本文部分:
今、 aさんがちょうど b回勝つ確率を考えたいので、まずは aさんだけに注目することで考察を始めるための入り口を模索していきたいと思います。

トーナメント表をランダムに組むと aさんの最初の位置は様々です。しかし上図のように aさんを隣の zさんと入れ替えた2つのトーナメント表は本質的に同じものであるといえます。同様に aさんと zさんの2人分の組で構成されたトーナメントのブロックを隣のブロックと入れ替えてもトーナメント表は同じものであると言えるでしょう。トーナメント表は参加者が勝ち進んでいくと、どこを勝ち進んだ勝者と戦うことになるのかを示すものであり、ブロックの左右の入れ替えには影響を受けないため、このような操作をしてもトーナメント表の本質は変わりません。 aさんができるだけ左に行くように各階層でブロックを入れ替えていくと、元のトーナメント表と本質的に同じトーナメント表で aさんが一番左下に配置されているものを得ることが可能になります。つまり aさんは始めからトーナメント表の一番左下に固定してよいということがわかります(数学的にはこのことを「 aさんを左下に固定しても一般性を失わない」と表現します。)。

データの行:
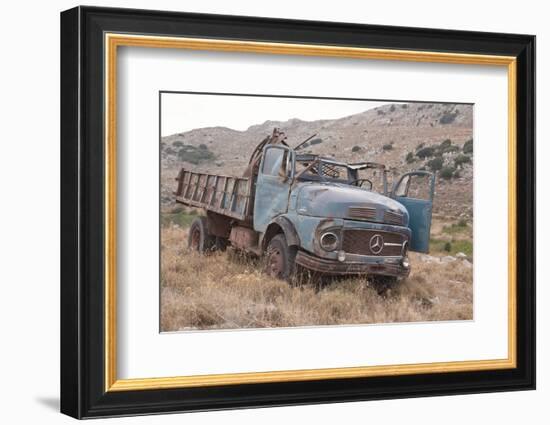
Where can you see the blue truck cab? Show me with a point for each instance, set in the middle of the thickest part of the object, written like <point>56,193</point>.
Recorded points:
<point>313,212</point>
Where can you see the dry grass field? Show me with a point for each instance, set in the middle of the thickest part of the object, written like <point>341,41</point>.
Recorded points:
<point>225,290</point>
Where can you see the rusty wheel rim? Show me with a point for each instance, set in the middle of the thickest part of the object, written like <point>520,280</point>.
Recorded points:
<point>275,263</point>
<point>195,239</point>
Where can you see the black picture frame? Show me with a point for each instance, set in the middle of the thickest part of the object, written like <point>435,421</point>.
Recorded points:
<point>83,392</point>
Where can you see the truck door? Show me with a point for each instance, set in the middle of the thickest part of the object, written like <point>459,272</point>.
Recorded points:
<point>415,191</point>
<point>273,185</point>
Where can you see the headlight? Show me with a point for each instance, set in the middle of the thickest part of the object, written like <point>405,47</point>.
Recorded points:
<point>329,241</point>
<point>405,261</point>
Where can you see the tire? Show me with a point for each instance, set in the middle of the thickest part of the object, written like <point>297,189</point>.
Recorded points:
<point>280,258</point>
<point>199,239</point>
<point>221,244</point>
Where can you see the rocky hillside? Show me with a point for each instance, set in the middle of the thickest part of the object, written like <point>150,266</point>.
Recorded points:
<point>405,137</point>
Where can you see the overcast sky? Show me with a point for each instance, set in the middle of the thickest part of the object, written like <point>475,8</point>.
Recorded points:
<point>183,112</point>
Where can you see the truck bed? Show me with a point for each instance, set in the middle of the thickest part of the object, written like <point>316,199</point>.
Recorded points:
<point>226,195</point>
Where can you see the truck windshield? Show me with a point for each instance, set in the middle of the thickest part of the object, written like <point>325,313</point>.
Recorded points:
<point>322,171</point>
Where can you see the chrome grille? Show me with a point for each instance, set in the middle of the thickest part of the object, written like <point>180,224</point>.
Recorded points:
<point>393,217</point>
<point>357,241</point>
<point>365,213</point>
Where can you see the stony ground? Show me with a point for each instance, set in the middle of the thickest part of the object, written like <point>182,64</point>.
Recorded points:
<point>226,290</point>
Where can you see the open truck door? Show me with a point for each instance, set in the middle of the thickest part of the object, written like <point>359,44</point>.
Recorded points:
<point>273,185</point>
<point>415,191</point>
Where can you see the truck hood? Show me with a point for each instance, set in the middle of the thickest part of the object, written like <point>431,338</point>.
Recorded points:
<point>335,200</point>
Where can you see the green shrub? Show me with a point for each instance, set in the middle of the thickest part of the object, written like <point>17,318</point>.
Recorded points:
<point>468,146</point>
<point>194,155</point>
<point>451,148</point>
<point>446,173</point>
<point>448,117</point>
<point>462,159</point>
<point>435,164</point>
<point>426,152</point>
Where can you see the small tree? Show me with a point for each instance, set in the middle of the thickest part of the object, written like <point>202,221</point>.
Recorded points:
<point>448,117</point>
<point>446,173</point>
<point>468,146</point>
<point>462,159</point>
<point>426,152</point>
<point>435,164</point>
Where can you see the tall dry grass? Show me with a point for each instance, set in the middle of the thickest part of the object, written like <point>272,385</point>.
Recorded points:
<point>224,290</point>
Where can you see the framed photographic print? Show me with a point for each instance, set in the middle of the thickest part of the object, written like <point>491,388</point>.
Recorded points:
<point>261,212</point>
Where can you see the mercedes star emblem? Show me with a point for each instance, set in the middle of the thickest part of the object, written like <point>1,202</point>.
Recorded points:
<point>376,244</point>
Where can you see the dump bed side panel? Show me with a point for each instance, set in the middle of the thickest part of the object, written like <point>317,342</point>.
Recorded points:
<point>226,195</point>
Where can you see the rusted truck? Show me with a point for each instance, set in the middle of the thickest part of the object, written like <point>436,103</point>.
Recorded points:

課題:
トーナメントでaさんが勝つ確率を考える本文を、最後の文の後から書き続けること。 上のデータは使わなくてよい。

課題の回答:
 aさんを一番左下に置くトーナメント表を考えることで何かいいことがあるでしょうか。まず最初に感じられるメリットは問題のサイズを落とすことができたということになります。元々 2^n!通りのトーナメント表の可能性がありましたが、 aさんを左下に固定することで残りの (2^n-1)人の並べ替えである、 (2^n-1)!通りに問題のサイズを落とすことができました。つまり問題のサイズが 1/2^nになっています。例えば n=5の場合を考えると 1/32の時間で結果を出すことができるわけで、これは数値シミュレーションを行う場合には大変都合の良いメリットになります。

一般性を失わないようにもっと場合の数を減らすことは可能でしょう(例えば第一回戦の対戦では左側に強さが小さい人が来るように配置する等)。ただこれ以上の一般化は数値シミュレーションをする上でメリットになっても、今回のように解析的に解を求めたい場合は必ずしもメリットになりません。場合分けが多く発生し、論理的に考える思考の妨げになるからです。実は今回の一般化は問題のサイズを落とす以上のメリットがあります。 aさんを左下に持っていくことで、 aさんが b回勝つための必要条件を簡単に考察することができるのです。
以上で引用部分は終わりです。